(Article)
--------------------------------

- Education: Birmingham School of Acting
- Occupation: Actress
- Years active: 2014–present
- Television: Doctors; Containment; Call the Midwife;

= Linda Hargreaves =

British actress

Linda Hargreaves is a British actress who has appeared on both stage and screen. She made her television debut in the BBC soap opera Doctors and has since returned to the soap on three occasions in different roles, most recently in the recurring role of Constance Buchanan. She has also appeared in various television series including Containment and Call the Midwife.

==Life and career==
Hargreaves is a graduate of the Birmingham School of Acting, completing her studies in 2012. In 2014, she made her television debut as Stephanie Preston in the BBC soap opera Doctors. In 2015, she portrayed a hotel maid in an episode of Londongrad. In 2016, Hargreaves appeared in various guest roles, including Pamela in an episode of the sixth series of Vera, a history teacher in Raised by Wolves and an audience member in Morgana Robinson's The Agency. The following year, she made her film debut as Mrs. Holding in the drama film Mad to Be Normal, before returning to Doctors, this time in the role of Dr. Liz Kewn. In 2018, Hargreaves appeared in an episode of the CBBC television series 4 O'Clock Club and played a passenger in the BBC political thriller series Bodyguard. She also portrayed Carla in the film Elizabeth Is Missing in 2019 and returned to Doctors for a third time as Kathy Richards in the episode "This Far and No Further".

--------------------------------

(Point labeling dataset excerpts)
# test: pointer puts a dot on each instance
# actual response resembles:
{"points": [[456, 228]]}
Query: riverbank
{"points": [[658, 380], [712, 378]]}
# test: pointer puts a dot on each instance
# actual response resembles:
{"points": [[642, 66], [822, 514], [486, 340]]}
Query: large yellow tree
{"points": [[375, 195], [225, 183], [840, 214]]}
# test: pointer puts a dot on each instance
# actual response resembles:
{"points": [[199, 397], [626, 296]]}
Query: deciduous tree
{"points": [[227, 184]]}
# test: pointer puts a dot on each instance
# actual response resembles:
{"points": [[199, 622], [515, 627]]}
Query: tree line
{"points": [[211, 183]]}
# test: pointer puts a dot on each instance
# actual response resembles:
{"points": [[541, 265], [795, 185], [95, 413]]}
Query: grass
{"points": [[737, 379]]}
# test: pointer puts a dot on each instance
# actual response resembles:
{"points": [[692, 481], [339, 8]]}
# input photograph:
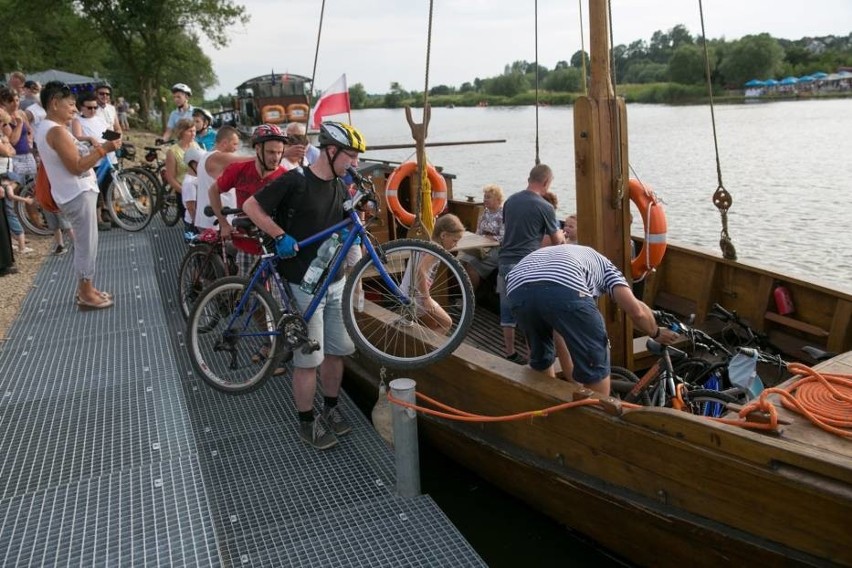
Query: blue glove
{"points": [[286, 246]]}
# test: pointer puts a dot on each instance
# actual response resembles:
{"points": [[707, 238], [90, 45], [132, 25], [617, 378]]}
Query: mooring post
{"points": [[405, 445]]}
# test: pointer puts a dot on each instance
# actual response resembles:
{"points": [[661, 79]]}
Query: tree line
{"points": [[673, 57], [143, 46]]}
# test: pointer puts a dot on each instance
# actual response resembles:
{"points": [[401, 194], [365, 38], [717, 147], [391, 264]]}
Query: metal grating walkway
{"points": [[115, 454]]}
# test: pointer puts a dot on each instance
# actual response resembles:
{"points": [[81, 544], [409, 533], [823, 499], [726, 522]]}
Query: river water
{"points": [[787, 165]]}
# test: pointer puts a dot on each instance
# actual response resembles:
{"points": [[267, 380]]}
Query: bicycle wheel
{"points": [[201, 265], [395, 333], [708, 402], [171, 207], [129, 201], [31, 216], [234, 349], [621, 384]]}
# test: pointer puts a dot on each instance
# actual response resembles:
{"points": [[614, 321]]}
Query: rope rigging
{"points": [[721, 198]]}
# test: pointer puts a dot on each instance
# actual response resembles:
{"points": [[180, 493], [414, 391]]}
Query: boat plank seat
{"points": [[796, 324]]}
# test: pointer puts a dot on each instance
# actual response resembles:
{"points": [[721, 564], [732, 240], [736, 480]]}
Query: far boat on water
{"points": [[274, 98], [656, 485]]}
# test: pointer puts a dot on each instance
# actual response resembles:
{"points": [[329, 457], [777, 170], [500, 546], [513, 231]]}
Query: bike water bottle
{"points": [[319, 264], [783, 300]]}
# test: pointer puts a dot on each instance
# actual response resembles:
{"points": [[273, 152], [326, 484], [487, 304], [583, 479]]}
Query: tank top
{"points": [[64, 185], [229, 198], [22, 146]]}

--------------------------------

(Set of tasks)
1 > Answer these questions using the article on Linda Hargreaves:
(a) In what year did Hargreaves complete her studies at the Birmingham School of Acting?
(b) What is the name of her most recent recurring role in Doctors?
(c) Which character did she play in the drama film Mad to Be Normal?
2 > Write the next part of the article on Linda Hargreaves, starting after its final sentence.

(Expected results)
1 >
(a) 2012
(b) Constance Buchanan
(c) Mrs. Holding

2 >
In 2020, Hargreaves appeared in an episode of the Sky One comedy drama Brassic. Following this, she was cast in Containment, and portrayed Mrs. Kendrick on a recurring basis, appearing in five episodes. In 2021, Hargreaves played various characters in the ITV2 comedy The Emily Atack Show, appearing in numerous sketches. She also appeared in the films SeaView and Asylum, portraying the roles of Diane and Susie Winnie respectively. Since 2021, Hargreaves has appeared in Call the Midwife as Mrs. Wallace, making her debut in the tenth series and going on to appear in that year's Christmas special, before reprising her role for the eleventh series. In 2022, Hargreaves returned to Doctors for a fourth time, this time on a recurring basis as Constance Buchanan, the mother of established character Princess Buchanan (Laura White). She also appeared as Obi in the BBC television series Everything I Know About Love and is set to portray Sonia Bumbridge in the film Swede Caroline.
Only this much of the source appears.